Questions on the material ::
A. In the credit markets article, at roughly what yield was the 10-year Treasury note trading on Nov. 5?
B. Reproduce the part of the credit markets article between "Bad news from" and "Stone & McCarthy Research.", inclusive.
C. Resume the credit markets article after its last sentence and keep writing.

Provided passage ::
· · · · · · ·

Call it a relapse, or maybe the troubled credit markets never really recovered from their summertime crunch. In any case, three months after a financial crisis spooked fixed-income investors, the debt markets are back in critical condition.
Investors still won't touch risky debt with a 10-foot pole. They're so scared they've shifted huge amounts of money into ultrasafe U.S. Treasuries, sending the yields on government debt back to low levels not seen since September.
Bad news from Merrill Lynch (MER) and Citigroup (C) on Nov. 5 heightened the fear factor. "There is still a real discomfort in the credit markets that the subprime problems have not yet become evident," says Ward McCarthy of Stone & McCarthy Research.
The worry remains that large financial institutions are sitting on top of big losses from bad mortgage debt. That's not unreasonable given Citigroup's announcement that it will report losses of an extra $8 billion to $11 billion just weeks after reporting a $2.2 billion hit.
"Everyone is being very risk-averse," says Bill Larkin, fixed-income portfolio manager at Cabot Money Management, who notes Treasury bond prices are so high they offer "ridiculously low yields." Taking inflation into account, they barely offer any real return at all, he says. After the summer's financial crisis, yields on the 10-year Treasury note hit a low of 4.3% in early September. They recovered a bit after the Federal Reserve cut interest rates later in the month, but now they're back down again, trading at around 4.3% on Nov. 5.
At the beginning of the 2007 financial crisis, many observers were making analogies to previous crises in 1987 or 1998. Those financial meltdowns threatened to slow down the economy but seemed to blow over quickly.

· · · · · · ·

Supplied data ::
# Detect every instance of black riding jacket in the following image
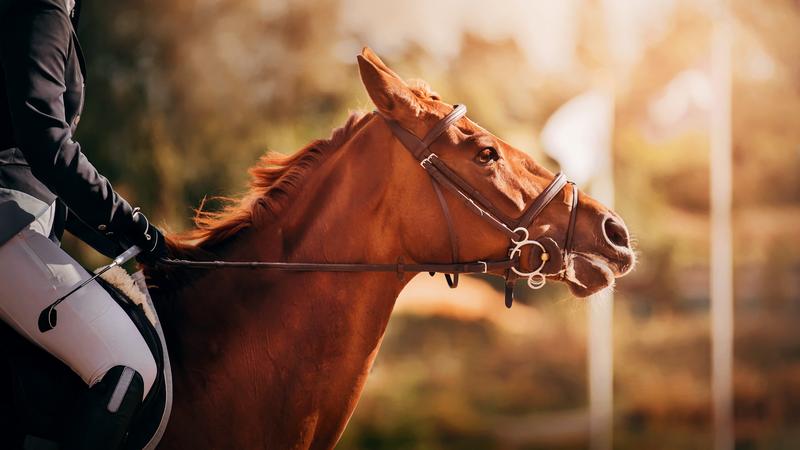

· · · · · · ·

Per-task outputs ::
A. Around 4.3%.

B.
Bad news from Merrill Lynch (MER) and Citigroup (C) on Nov. 5 heightened the fear factor. "There is still a real discomfort in the credit markets that the subprime problems have not yet become evident," says Ward McCarthy of Stone & McCarthy Research.

C.
This crisis is exactly the opposite, McCarthy says. It started in the real economy and then spread to the financial markets. Subprime borrowers have been unable to make mortgage payments on their homes, and housing prices are falling fast. "This is a real fundamental problem in the economy that has become a contagion on the financial side," McCarthy says. That makes the crisis much more stubborn. "This is a problem we're going to have to contend with for a long period of time," he says.
Investors continue to worry that problems with mortgage-backed securities will spread to other forms of debt. Commercial paper—short-term funding for companies—still faces trouble.
There are also worries about municipal bonds, which in most cases are a very safe investment. Few think cities and towns won't be able to pay back the money they've borrowed—though municipalities may face extra stress from the decline in real estate prices. Instead, the worry is over the companies that insure municipal bonds, thereby raising the bonds' credit ratings. Analysts say those insurers, including Ambac Financial Group (ABK) and MBIA (MBI) are probably still in good shape. But losses from toxic debt on their balance sheets could threaten their creditworthiness, causing problems for the mortgage market as a whole.
PIMCO Chief Investment Officer Bill Gross, the so-called bond king, warned of possible problems in the municipal bond market on CNBC on Nov. 5. He also called the market's difficulties with "garbage loans" a "trillion-dollar problem" that could result in $250 billion in defaults.